====== Given data

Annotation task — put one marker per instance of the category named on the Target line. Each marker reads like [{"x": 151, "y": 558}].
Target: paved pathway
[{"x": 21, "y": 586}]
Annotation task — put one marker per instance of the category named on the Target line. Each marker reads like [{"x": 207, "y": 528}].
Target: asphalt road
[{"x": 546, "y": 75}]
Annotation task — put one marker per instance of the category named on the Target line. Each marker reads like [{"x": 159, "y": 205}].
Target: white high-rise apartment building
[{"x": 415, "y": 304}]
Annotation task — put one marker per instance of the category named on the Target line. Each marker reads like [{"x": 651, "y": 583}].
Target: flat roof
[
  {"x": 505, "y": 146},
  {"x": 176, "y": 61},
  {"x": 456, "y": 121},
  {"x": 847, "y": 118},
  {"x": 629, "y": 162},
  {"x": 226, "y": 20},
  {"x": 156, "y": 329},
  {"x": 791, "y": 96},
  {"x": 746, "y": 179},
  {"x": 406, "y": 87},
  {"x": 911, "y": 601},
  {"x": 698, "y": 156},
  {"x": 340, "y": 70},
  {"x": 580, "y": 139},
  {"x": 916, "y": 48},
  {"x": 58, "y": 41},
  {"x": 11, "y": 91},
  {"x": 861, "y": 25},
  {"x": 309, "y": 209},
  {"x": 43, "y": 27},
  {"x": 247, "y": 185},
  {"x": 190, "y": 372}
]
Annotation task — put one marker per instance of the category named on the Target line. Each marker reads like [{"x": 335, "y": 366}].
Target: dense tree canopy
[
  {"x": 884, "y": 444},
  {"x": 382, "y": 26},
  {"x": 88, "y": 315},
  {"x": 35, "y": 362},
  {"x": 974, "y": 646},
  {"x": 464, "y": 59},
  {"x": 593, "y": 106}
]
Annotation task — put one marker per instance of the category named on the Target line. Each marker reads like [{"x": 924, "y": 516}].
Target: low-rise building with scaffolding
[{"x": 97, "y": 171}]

============

> About this exercise:
Output every record above in full, exactly as it reads.

> Problem solution:
Annotation task — put one marker per instance of the category named on the Target line. Each marker reads like [{"x": 151, "y": 558}].
Target: paved pathway
[{"x": 21, "y": 586}]
Annotation task — put one marker per instance of the category named on the Target line. Each marker reads like [{"x": 207, "y": 528}].
Target: asphalt road
[{"x": 546, "y": 75}]
Annotation task — put one marker per instance of the category named on the Target line. Each marker reads like [{"x": 159, "y": 205}].
Target: white high-rise apartment building
[{"x": 415, "y": 304}]
Annotation task — put one marker per instance of the category named on the Target line. Each marker reads like [{"x": 651, "y": 583}].
Target: flat roof
[
  {"x": 505, "y": 146},
  {"x": 176, "y": 61},
  {"x": 456, "y": 121},
  {"x": 847, "y": 118},
  {"x": 629, "y": 162},
  {"x": 226, "y": 20},
  {"x": 156, "y": 329},
  {"x": 791, "y": 96},
  {"x": 746, "y": 179},
  {"x": 406, "y": 87},
  {"x": 911, "y": 601},
  {"x": 698, "y": 156},
  {"x": 340, "y": 70},
  {"x": 580, "y": 139},
  {"x": 916, "y": 48},
  {"x": 58, "y": 41},
  {"x": 11, "y": 91},
  {"x": 861, "y": 25},
  {"x": 309, "y": 209},
  {"x": 43, "y": 27},
  {"x": 247, "y": 185},
  {"x": 190, "y": 372}
]
Annotation task — put one marker per instance of the category named on the Target line. Each marker reads like [{"x": 335, "y": 366}].
Target: dense tree canopy
[
  {"x": 884, "y": 444},
  {"x": 382, "y": 26},
  {"x": 88, "y": 315},
  {"x": 35, "y": 362},
  {"x": 974, "y": 646},
  {"x": 464, "y": 59},
  {"x": 593, "y": 106}
]
Annotation task — put one marker per instance of the category named on the Target line. Each marker reads like [{"x": 924, "y": 516}].
Target: low-rise building with scaffolding
[{"x": 97, "y": 171}]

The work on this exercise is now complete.